◆ Work instruction
The expected response is an exact repetition of every record, with images excluded.

··· Record extracts

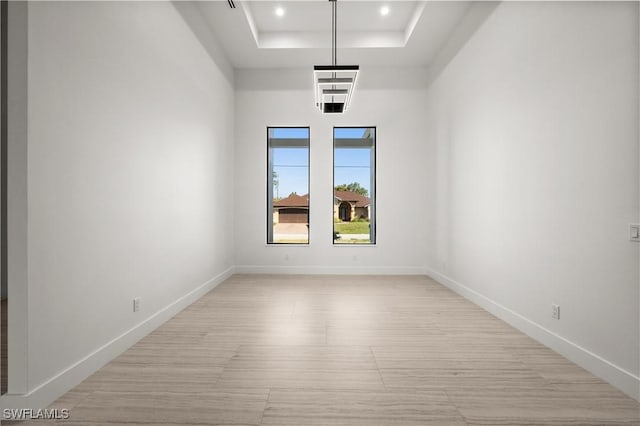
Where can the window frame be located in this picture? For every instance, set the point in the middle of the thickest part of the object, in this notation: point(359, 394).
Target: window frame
point(269, 204)
point(373, 211)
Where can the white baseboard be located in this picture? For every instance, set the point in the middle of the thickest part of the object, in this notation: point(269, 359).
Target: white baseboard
point(624, 380)
point(329, 270)
point(49, 391)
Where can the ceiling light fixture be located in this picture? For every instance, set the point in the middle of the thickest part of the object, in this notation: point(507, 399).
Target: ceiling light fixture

······

◆ Reply to the task
Where can the window frame be located in this picture? For every instance, set the point in the middle of the thickest part of the object, in this notation: point(359, 394).
Target: window frame
point(269, 204)
point(373, 211)
Where can the white baseboard be located in this picture? For every instance, set the point in the middle of the thickest part of the object, in this notation: point(269, 359).
Target: white baseboard
point(624, 380)
point(329, 270)
point(49, 391)
Where can the ceiling light fixture be located in this picture? For every instance, set the point in the middle of the thickest part of the object, in this notation: point(507, 399).
Target: ceiling light fixture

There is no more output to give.